[Opening Provided records section]

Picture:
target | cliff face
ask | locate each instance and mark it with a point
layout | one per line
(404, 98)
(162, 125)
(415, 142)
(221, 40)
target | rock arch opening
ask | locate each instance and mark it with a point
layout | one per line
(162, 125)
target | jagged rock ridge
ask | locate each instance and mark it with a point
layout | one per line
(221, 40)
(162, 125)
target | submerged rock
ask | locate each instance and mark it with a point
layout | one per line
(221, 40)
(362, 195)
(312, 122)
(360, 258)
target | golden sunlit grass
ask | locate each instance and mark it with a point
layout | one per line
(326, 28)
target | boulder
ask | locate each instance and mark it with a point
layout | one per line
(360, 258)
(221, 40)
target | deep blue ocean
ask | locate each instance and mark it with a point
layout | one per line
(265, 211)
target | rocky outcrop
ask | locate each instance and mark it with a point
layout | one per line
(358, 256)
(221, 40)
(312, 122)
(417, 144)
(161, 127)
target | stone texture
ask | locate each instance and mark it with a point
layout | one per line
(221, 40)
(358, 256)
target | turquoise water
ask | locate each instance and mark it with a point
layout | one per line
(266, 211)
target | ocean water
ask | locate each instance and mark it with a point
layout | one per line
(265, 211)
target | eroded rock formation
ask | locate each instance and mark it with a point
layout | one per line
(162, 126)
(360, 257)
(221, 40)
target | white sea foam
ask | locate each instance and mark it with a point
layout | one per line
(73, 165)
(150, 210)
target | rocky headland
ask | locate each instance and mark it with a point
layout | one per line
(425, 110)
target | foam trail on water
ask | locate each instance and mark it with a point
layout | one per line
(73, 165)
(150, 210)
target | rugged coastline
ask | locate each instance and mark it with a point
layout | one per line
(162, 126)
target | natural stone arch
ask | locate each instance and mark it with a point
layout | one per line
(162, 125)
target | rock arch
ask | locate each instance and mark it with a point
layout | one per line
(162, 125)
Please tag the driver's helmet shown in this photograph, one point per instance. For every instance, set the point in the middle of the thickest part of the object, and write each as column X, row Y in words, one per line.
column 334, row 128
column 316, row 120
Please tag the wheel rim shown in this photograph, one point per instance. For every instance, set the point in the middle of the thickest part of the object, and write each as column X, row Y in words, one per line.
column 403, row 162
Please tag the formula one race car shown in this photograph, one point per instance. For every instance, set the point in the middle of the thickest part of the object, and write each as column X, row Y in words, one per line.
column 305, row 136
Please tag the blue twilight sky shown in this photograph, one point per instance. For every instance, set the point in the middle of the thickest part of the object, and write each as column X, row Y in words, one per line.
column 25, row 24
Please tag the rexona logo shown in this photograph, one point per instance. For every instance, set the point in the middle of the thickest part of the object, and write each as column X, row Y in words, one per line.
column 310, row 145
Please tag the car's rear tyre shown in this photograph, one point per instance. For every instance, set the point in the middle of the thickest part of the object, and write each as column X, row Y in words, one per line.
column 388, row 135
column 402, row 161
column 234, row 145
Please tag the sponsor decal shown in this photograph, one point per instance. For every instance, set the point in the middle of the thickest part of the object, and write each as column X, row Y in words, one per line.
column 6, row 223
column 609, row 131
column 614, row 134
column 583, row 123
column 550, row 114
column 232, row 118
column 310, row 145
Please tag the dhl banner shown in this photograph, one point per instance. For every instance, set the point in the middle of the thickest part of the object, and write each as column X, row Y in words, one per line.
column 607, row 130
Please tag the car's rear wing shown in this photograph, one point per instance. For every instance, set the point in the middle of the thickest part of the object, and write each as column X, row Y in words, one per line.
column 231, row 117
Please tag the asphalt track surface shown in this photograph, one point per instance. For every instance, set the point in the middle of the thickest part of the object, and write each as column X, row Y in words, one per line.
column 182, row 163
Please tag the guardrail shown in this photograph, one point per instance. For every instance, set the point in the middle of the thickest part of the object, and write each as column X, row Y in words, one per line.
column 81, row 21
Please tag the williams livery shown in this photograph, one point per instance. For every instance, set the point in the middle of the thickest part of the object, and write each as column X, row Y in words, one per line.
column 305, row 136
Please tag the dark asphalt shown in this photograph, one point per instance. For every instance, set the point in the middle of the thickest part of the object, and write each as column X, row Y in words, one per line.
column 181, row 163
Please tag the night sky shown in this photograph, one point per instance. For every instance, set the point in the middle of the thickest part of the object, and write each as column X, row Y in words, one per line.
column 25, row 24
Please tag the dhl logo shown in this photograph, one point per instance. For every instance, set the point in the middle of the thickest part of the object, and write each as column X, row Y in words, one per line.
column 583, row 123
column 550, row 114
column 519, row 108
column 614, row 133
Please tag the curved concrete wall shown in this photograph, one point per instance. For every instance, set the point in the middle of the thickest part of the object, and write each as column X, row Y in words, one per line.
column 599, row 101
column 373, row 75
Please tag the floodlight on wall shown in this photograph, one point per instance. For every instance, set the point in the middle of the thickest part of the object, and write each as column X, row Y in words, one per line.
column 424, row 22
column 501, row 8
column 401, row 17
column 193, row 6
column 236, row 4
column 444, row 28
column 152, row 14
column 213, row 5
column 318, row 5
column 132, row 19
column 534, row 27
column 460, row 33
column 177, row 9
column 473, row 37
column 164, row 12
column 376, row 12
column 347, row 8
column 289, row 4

[Closing Provided records section]

Work task: Each line of the records should be transcribed without change.

Reply to the task:
Picture:
target | cliff face
ask | locate each instance and mark it with a point
layout | one per line
(404, 98)
(162, 125)
(415, 142)
(221, 40)
target | rock arch opening
ask | locate each instance and mark it with a point
layout | one per line
(162, 125)
target | jagged rock ridge
ask | locate each instance and mark it with a point
layout | one per line
(221, 40)
(162, 125)
target | submerged rock
ask | locate each instance and mark it with a point
layout | one per line
(221, 40)
(362, 195)
(312, 122)
(360, 258)
target | golden sunlit grass
ask | locate each instance and mark it with a point
layout | one per line
(326, 28)
target | boulder
ask | locate each instance and mark it with a point
layout | one per line
(360, 258)
(221, 40)
target | deep blue ocean
ask | locate each instance and mark it with a point
layout | one per line
(265, 211)
target | rocky outcrop
ask | locate each instance and mark it with a point
layout | one per line
(358, 256)
(221, 40)
(312, 122)
(417, 144)
(161, 127)
target | stone texture
ask | locate each instance and mark it with a point
layout | one per line
(221, 40)
(358, 256)
target | turquoise water
ask | locate each instance and mark it with a point
layout | one per line
(266, 211)
target | ocean water
ask | locate each instance and mark it with a point
layout | one per line
(265, 211)
target | eroded rock formation
ask | locate each instance and mark it with a point
layout | one per line
(162, 126)
(360, 257)
(221, 40)
target | white sea foam
ask | locate each instance and mark it with a point
layout | one per line
(73, 165)
(150, 210)
target | rocky headland
ask | locate each instance and mark it with a point
layout | one per line
(425, 110)
target | foam trail on water
ask | locate each instance and mark it with a point
layout | one per line
(73, 165)
(150, 210)
target | rugged coastline
ask | locate each instance and mark it with a point
layout | one per line
(162, 126)
target | natural stone arch
ask | locate each instance and mark it with a point
layout | one per line
(162, 125)
target | rock arch
ask | locate each instance and mark it with a point
layout | one per line
(162, 125)
Please tag the driver's helmet shown in this photograph, one point per instance. For every instance, set the point in the middle of the thickest part of the object, and write each as column X, row Y in words, one per line.
column 334, row 128
column 316, row 120
Please tag the wheel rim shown in this photograph, one point per instance. For every instance, set the point in the middle of the thickest part of the object, and write each as column X, row Y in words, one per line.
column 403, row 162
Please tag the formula one race car shown in this photograph, one point per instance. For every instance, set the point in the middle of the thickest part of the object, and write each as column X, row Y in words, one per line.
column 305, row 136
Please tag the blue twilight sky shown in this photograph, one point per instance. For every instance, set the point in the middle of the thickest part of the object, and write each as column X, row Y in words, one per line.
column 25, row 24
Please tag the rexona logo shown in this photograph, one point per instance. For every instance, set the point in the middle of the thickest part of the object, and write each as column X, row Y in words, one per line.
column 310, row 145
Please tag the car's rear tyre shown in this photograph, one point per instance. For every instance, set the point in the middle of the thickest part of the object, and write each as column X, row Y in words, one per line.
column 388, row 135
column 402, row 161
column 234, row 145
Please tag the sponsor decal shown in this photograph, one point per instance. For every instance, set the point in the middle of the thickest part of the object, and write each as column X, row Y in words, one per line.
column 6, row 223
column 609, row 131
column 614, row 134
column 583, row 123
column 550, row 114
column 232, row 118
column 310, row 145
Please tag the dhl banner shown in this photograph, one point per instance. For every instance, set the point in the middle of the thickest part of the object, and write each as column X, row Y in words, one per line.
column 607, row 130
Please tag the car's rear wing shown in this photograph, one point per instance. For every instance, set the point in the middle of the thickest part of the object, and write each as column X, row Y in words, one per line.
column 231, row 117
Please tag the asphalt track surface shown in this photograph, one point per instance. For every instance, set the point in the middle of the thickest part of the object, and write each as column X, row Y in words, one per line.
column 182, row 163
Please tag the guardrail shown in this photograph, one point per instance. For every instance, set the point in the middle of the thickest part of the object, and write each as column X, row Y in words, one per line.
column 81, row 21
Please tag the williams livery shown in this photograph, one point per instance. For every instance, set the point in the middle of the thickest part of the object, and write each as column X, row Y in words, one per line.
column 305, row 136
Please tag the dark asphalt shown in this photograph, one point per instance. For every instance, set the point in the middle of the thickest part of the object, and write each as column X, row Y in words, one per line.
column 181, row 163
Please tag the night sky shown in this photograph, one point per instance. For every instance, set the point in the middle of the thickest part of the object, and write each as column X, row Y in words, one per line.
column 25, row 24
Please tag the dhl logo shown in this photograph, one point per instance. For every instance, set the point in the middle of the thickest part of the object, and write each as column X, row Y in words, one per line.
column 583, row 123
column 550, row 114
column 519, row 108
column 614, row 133
Please tag the curved concrete wall shown in this photograph, one point per instance. For every instance, set the point in the middle of the thickest part of the object, and write each as column X, row Y in words, one per line.
column 599, row 101
column 373, row 75
Please tag the floodlight on wall shown in this photograph, one point per instance. For every instance, set the point in the middle of the thickest part of the object, and write each as column X, row Y in words, one per line.
column 424, row 22
column 501, row 8
column 401, row 17
column 193, row 6
column 236, row 4
column 444, row 28
column 152, row 14
column 213, row 5
column 318, row 5
column 132, row 19
column 534, row 27
column 460, row 33
column 177, row 9
column 473, row 37
column 164, row 12
column 376, row 12
column 347, row 8
column 289, row 4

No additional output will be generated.